What needs to be done:
Search the entries for lines that contain the word "bull", and report each one found.

Data extracts:
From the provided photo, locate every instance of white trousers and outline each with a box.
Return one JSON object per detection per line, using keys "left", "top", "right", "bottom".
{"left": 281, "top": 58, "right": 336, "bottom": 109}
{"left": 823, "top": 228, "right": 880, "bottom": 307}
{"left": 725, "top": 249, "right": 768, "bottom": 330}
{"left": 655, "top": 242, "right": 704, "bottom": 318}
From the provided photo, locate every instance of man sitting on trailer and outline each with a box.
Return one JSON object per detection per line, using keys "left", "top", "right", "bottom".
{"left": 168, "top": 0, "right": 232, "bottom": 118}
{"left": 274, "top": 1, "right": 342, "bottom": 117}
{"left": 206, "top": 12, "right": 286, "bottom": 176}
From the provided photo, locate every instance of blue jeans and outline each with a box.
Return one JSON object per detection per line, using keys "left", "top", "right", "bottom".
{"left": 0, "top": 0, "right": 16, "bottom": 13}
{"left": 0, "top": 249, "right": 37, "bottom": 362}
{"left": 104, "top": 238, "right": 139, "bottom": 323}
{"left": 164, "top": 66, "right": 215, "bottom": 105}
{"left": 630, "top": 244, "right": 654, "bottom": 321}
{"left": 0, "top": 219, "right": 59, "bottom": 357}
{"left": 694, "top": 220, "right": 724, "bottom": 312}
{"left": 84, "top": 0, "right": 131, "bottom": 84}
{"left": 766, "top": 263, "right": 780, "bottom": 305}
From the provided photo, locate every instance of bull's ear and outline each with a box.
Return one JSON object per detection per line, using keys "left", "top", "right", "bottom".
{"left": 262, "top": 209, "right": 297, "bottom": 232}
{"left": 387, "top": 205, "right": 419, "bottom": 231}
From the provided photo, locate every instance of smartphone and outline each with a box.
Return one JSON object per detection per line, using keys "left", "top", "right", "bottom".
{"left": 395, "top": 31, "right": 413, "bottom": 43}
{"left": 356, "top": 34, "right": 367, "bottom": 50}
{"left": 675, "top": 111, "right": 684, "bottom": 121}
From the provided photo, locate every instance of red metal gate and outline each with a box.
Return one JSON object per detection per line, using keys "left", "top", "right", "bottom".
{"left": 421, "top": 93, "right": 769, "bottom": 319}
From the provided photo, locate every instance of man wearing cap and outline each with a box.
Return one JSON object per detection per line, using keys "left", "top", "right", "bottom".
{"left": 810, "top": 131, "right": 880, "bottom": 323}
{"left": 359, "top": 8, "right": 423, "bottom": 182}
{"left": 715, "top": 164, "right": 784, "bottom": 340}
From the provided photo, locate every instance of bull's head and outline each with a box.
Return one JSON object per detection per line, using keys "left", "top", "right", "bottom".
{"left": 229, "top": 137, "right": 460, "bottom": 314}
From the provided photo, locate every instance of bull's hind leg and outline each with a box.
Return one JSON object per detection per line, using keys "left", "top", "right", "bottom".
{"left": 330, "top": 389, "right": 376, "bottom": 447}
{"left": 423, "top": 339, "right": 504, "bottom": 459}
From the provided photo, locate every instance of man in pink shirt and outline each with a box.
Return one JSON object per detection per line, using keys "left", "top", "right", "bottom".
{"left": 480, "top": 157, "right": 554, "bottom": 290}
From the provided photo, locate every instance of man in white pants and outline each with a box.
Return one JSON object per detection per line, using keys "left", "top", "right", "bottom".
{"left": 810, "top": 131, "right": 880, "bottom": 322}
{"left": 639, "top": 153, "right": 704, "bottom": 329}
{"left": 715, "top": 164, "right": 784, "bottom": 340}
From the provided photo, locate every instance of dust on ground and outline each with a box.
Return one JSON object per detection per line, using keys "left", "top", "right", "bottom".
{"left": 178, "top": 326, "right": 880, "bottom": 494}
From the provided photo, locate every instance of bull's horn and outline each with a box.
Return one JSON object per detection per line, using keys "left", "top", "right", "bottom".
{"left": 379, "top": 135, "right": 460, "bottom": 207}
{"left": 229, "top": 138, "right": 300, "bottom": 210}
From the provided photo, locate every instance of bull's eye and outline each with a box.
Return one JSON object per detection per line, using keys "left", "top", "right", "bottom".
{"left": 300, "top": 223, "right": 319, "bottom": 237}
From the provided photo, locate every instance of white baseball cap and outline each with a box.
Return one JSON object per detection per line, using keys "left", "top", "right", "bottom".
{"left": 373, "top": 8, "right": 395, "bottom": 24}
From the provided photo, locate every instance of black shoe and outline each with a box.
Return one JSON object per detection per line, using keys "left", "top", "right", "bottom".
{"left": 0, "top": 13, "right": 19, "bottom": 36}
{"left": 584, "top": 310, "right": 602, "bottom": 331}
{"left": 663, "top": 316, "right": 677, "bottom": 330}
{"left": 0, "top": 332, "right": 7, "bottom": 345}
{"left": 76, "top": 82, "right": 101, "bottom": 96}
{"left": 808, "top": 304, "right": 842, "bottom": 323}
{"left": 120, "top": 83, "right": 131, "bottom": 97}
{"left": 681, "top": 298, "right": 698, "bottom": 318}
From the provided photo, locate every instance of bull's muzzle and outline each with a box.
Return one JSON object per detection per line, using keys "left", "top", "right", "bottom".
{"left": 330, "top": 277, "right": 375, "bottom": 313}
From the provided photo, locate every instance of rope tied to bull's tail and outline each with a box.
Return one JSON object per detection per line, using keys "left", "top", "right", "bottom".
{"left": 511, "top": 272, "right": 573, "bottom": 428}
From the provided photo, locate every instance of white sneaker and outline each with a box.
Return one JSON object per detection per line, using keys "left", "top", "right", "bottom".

Answer below:
From the provided photo, locate every instance of bull's ear and outline each with a box.
From the provided photo, locate every instance of bull's head and outline each with a box.
From the provided photo, locate every instance of bull's hind leg and outline each with a box.
From the provided photo, locate every instance of bull's horn and outline each with a box.
From the provided photo, locate every instance of bull's eye and outline each with a box.
From the provided photo, locate every instance of bull's muzzle and outline each with a box.
From the provided photo, locate every instance of rope tied to bull's tail and outline each with a box.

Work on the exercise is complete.